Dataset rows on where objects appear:
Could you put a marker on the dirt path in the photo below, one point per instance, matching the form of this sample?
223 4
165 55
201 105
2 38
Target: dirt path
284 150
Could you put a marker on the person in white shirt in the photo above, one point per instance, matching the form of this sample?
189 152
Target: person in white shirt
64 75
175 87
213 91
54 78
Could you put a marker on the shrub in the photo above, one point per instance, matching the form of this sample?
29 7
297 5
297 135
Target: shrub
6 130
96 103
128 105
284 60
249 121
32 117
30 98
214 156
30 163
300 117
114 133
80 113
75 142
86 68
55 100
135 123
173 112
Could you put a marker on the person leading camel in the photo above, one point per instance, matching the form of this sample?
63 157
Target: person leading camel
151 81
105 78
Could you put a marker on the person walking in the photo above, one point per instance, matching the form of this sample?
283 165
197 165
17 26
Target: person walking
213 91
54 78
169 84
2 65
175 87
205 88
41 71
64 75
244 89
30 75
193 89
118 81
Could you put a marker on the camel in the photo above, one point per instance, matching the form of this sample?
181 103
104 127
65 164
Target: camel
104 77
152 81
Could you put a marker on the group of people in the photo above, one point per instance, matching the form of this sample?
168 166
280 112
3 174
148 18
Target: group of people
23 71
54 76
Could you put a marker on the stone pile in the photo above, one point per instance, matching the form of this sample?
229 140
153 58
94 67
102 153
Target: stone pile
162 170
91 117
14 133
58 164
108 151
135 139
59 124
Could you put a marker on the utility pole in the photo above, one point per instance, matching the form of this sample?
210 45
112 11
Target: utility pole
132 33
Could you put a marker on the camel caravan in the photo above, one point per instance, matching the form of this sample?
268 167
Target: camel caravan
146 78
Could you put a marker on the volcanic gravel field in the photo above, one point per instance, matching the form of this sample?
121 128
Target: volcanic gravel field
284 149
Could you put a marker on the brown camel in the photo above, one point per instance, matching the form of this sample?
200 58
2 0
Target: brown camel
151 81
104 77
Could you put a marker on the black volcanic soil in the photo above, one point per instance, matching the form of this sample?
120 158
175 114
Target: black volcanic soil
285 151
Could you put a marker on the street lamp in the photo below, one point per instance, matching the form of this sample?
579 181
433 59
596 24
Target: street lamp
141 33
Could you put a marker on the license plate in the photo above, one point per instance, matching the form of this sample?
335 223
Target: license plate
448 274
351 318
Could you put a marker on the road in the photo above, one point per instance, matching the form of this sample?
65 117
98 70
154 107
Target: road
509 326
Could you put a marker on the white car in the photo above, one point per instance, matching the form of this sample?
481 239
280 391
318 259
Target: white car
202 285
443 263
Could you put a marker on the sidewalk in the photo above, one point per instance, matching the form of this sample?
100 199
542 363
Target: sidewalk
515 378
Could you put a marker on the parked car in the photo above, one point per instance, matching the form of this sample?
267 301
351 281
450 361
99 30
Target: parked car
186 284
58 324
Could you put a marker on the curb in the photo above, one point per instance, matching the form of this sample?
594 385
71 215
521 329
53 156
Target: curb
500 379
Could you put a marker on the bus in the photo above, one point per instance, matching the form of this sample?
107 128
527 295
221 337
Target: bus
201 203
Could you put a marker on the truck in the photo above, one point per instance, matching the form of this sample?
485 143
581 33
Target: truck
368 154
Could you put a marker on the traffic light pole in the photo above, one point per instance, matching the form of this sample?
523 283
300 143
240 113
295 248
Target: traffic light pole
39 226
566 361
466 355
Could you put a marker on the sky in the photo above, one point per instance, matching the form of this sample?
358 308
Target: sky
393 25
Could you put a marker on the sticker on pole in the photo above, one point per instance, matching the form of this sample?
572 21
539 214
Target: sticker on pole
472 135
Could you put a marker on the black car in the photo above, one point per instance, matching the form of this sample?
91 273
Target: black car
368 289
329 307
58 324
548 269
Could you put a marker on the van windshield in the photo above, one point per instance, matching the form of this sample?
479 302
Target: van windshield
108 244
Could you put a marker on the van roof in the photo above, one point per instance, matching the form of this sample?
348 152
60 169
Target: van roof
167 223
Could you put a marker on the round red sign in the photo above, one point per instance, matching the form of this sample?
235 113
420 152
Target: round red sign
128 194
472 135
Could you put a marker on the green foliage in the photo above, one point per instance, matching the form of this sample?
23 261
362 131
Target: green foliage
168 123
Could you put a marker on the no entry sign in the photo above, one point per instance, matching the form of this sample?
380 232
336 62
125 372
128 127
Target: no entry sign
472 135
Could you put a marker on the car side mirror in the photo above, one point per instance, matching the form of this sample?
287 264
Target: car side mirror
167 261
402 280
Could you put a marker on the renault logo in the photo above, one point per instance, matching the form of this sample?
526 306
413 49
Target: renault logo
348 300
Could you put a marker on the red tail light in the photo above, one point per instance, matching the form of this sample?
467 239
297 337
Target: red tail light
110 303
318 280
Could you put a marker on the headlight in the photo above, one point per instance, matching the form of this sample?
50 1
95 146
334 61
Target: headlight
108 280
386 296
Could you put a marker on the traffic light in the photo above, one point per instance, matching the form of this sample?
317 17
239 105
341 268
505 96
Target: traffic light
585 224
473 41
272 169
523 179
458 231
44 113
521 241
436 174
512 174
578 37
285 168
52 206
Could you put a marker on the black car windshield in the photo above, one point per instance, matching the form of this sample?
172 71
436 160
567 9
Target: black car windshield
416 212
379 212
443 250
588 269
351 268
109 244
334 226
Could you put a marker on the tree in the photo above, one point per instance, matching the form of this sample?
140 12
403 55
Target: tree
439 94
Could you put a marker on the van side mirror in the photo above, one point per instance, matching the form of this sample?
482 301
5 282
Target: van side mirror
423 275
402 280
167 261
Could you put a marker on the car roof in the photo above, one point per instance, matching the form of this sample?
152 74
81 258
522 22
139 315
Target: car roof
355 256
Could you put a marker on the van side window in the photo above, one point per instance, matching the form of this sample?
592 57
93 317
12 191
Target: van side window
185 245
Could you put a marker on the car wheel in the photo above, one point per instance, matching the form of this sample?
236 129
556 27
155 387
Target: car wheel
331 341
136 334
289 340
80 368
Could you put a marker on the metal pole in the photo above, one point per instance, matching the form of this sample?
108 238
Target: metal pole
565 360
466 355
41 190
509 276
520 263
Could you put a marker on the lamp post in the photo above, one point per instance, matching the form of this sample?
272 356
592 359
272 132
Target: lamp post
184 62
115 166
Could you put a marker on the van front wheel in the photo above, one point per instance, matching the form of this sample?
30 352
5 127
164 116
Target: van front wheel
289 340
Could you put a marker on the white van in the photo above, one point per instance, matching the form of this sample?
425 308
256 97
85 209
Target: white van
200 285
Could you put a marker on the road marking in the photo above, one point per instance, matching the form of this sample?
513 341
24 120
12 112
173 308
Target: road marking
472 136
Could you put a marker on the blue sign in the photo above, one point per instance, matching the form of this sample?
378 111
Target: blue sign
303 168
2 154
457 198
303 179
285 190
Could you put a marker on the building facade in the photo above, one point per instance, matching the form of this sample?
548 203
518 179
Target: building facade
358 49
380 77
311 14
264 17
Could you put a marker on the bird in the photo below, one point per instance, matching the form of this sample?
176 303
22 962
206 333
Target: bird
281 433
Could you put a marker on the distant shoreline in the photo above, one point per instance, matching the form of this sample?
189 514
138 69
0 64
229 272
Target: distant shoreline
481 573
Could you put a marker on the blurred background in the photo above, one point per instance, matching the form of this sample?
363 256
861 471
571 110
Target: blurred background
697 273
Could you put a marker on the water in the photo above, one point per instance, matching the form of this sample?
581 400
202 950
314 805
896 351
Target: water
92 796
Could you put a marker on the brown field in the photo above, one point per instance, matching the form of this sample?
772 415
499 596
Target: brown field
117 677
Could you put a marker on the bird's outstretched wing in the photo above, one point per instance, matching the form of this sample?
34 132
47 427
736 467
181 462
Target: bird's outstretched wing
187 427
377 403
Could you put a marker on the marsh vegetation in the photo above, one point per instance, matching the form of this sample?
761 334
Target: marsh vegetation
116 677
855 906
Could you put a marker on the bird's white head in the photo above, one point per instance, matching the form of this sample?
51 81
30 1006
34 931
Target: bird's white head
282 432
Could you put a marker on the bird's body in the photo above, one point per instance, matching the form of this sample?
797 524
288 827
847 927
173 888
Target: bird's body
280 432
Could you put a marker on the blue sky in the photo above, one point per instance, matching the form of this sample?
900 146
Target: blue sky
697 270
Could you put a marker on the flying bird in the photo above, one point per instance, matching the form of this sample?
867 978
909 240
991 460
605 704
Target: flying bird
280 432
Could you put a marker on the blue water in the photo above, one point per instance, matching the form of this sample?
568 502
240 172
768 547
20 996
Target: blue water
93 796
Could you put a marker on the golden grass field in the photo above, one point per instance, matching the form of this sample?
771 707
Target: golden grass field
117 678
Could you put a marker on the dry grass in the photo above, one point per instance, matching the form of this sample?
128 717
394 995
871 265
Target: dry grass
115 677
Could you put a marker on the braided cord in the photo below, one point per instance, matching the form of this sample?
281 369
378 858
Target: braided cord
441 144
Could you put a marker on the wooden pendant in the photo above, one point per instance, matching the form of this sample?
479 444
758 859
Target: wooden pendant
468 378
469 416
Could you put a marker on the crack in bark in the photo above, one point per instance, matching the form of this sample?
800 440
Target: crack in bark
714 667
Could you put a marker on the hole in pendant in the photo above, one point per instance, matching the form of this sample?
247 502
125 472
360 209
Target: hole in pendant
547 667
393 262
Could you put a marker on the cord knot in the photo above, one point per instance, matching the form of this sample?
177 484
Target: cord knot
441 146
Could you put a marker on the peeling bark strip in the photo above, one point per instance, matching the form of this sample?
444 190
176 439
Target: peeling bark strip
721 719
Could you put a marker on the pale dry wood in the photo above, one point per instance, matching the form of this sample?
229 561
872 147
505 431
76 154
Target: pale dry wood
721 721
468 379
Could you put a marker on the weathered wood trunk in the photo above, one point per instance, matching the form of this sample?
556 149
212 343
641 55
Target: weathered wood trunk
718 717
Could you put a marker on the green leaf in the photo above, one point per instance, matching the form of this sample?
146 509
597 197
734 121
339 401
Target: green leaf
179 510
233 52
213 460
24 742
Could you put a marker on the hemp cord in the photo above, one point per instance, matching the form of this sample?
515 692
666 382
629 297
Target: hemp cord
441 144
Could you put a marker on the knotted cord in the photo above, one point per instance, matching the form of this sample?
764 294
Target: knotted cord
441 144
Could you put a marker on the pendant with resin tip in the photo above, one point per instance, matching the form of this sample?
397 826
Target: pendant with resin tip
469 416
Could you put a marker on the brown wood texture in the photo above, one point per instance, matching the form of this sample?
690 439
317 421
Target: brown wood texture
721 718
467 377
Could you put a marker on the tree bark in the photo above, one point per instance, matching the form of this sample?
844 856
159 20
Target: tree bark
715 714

Problem details: Lay out the entries from the line containing "Could you put a marker on the brown wood" through the end of the entries as a Markdown table with the columns No. and Text, one row per line and blank lines omitted.

Reply to the exercise:
| No. | Text |
|---|---|
| 1 | Could you put a marker on the brown wood texture in the photo above, one point per instance, matching the form of this sample? |
| 2 | 690 439 |
| 3 | 317 421 |
| 4 | Target: brown wood texture |
| 5 | 721 718 |
| 6 | 467 377 |
| 7 | Could you put a marker on the tree bark in the photo above, one point per instance, matching the form of this sample? |
| 8 | 844 856 |
| 9 | 159 20 |
| 10 | Target: tree bark |
| 11 | 715 714 |